> _DOCUMENT_

────────────────

Little background info for you. I never intended to start climbing even though I have played with saws for 35 years. But in the last 4 or 5 years, a lot of my friends and family keep asking me to get up there and trim this, or cut that , so I would end up on a ladder 20' up and you just cannot keep the limbs from hitting the ladder. Too many close calls. Had the ladder ripped from under me a year ago. Amazing how long you can hang when you do not want to fall. I said no more till I get some gear. Now I just take my time going up and it feels a lot more controlled. I have been following this site for at least a year, mostly about saws, but also about climbing. Got Jeff Jepson's Tree Climbers Companion, advice from this site, good read, been through it 3 times.


----------



## minuteman tree (Dec 29, 2011)

Sounds like you and I got started the same way. We had a tornado up here in June, and I had all kinds of people asking for help. Didn't feel safe on a ladder, so I bought some gear and went to work. I take my time and if I don't like the way something looks, I don't do it.


----------



## MISteve (Dec 29, 2011)

I have done 7 removals since I got my gear. You would have thought any tree that is a single trunk would be easy to climb. I am finding out different in a hurry. Two things I know now: I have a lot to learn, and there sure are a lot of ways for things to go wrong. One more thing, cold trees do not want to let go of my spikes.


----------



## minuteman tree (Dec 29, 2011)

Trees sure look different from the giround.


----------



## Tree Pig (Dec 29, 2011)

MISteve said:


> I have done 7 removals since I got my gear. You would have thought any tree that is a single trunk would be easy to climb. I am finding out different in a hurry. Two things I know now: I have a lot to learn, and there sure are a lot of ways for things to go wrong. One more thing, cold trees do not want to let go of my spikes.



Start a small fire around the tree before you start... warms the tree up and gives you a real good reason to work faster. All joking aside, one mistake many new climbers make is driving the spikes in too hard. Not sure if you do this but once you get use to just letting the spikes do the work it does get easier. Of course thats easy to say for us fat guys.


----------



## MISteve (Dec 30, 2011)

Interesting point. I do make an effort to set my spikes firmly. There is only 150 lbs of me, so I was driving them with authority. Mine are Buckinghams at 2 3/4 inch. Will I ever need a different length? And which side of the tree is best to start the fire? Maybe the north, I can burn of the moss while I am at it. I have one or two trees to do this winter, both are Norway pines.


----------

────────────────

> _EXERCISE TASK_
Print the tree-climbing thread word for word from "Sounds like you" up to and including "don't do it.". You won't need the items that come next.

────────────────

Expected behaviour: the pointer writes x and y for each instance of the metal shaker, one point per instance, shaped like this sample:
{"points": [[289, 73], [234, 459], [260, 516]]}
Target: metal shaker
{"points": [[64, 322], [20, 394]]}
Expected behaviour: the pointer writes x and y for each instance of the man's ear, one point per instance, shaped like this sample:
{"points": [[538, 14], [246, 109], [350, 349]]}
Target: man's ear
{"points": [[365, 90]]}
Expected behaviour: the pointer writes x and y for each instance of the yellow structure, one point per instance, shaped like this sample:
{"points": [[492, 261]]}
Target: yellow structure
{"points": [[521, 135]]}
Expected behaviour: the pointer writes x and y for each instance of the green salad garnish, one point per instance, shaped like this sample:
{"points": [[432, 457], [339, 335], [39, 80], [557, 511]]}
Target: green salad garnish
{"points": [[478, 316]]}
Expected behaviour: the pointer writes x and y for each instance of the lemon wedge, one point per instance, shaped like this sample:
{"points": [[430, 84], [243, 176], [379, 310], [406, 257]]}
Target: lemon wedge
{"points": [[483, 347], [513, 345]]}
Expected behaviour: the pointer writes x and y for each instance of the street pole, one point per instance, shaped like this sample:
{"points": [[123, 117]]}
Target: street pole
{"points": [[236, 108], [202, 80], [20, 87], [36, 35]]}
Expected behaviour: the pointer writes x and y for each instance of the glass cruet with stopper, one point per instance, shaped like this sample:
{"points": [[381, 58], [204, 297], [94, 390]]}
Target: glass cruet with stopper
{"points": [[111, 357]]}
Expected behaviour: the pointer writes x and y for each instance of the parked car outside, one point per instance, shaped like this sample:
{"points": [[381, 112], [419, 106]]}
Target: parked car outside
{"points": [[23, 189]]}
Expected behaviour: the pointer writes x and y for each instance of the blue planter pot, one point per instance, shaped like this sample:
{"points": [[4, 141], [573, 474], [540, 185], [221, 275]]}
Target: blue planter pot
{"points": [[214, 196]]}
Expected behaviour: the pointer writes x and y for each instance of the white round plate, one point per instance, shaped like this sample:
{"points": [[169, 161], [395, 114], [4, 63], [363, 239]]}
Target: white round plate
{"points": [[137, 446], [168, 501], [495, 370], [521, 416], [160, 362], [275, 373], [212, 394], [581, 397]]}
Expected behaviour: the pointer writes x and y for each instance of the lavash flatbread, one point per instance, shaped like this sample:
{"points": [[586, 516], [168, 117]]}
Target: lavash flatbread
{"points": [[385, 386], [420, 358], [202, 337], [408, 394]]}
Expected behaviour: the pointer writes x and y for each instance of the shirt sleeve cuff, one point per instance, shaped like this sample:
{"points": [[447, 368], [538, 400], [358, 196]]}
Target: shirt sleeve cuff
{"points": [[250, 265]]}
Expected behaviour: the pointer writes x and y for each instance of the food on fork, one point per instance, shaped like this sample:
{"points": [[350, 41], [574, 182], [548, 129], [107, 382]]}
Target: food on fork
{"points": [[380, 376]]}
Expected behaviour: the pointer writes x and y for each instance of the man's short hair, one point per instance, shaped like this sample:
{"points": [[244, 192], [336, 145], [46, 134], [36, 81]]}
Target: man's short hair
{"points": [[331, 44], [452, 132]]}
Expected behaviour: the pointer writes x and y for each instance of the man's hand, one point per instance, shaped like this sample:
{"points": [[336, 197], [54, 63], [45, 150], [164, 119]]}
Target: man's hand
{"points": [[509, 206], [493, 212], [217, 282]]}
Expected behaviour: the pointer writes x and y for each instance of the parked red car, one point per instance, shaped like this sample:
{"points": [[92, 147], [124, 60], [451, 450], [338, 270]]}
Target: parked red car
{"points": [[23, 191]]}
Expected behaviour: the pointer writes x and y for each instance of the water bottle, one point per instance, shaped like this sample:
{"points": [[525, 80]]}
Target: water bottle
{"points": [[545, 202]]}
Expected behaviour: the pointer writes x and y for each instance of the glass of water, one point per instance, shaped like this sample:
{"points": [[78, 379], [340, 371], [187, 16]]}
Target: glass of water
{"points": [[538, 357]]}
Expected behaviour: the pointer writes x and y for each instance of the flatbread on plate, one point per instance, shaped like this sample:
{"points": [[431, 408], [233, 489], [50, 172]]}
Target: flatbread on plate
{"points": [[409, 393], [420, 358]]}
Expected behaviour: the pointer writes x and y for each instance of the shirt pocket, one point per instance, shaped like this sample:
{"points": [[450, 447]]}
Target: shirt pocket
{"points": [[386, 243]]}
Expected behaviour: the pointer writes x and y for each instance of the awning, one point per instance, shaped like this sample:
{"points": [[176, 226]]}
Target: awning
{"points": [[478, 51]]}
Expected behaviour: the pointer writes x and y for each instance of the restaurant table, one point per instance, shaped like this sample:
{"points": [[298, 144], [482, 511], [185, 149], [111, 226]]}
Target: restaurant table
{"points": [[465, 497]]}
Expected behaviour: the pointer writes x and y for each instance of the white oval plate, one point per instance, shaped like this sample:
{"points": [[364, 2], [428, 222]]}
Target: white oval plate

────────────────

> _CORRECT RESPONSE_
Sounds like you and I got started the same way. We had a tornado up here in June, and I had all kinds of people asking for help. Didn't feel safe on a ladder, so I bought some gear and went to work. I take my time and if I don't like the way something looks, I don't do it.